** Opening DATA SECTION block **

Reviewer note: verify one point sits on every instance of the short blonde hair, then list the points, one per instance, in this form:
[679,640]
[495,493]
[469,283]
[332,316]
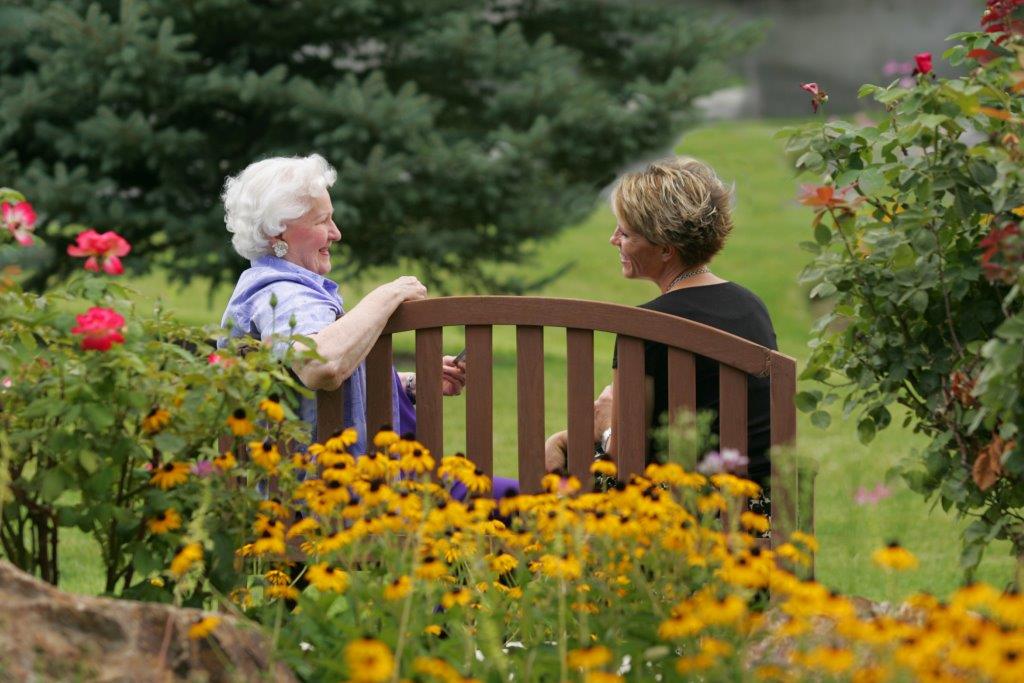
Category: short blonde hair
[679,203]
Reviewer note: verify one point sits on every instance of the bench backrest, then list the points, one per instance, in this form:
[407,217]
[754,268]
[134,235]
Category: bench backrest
[736,357]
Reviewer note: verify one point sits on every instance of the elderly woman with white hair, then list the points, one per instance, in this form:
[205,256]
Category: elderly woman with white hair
[280,213]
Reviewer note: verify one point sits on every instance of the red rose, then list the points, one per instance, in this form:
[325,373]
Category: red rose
[19,219]
[100,329]
[924,60]
[103,251]
[818,96]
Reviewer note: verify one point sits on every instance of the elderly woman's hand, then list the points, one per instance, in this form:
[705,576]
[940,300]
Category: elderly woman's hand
[453,376]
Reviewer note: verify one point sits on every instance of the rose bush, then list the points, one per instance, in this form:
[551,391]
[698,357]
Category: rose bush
[918,247]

** Closing DATA SECTION block **

== TASK OBJECTIVE ==
Give the count, and only the count, of lines in these records that hold the string "form".

== RESPONSE BELOW ==
6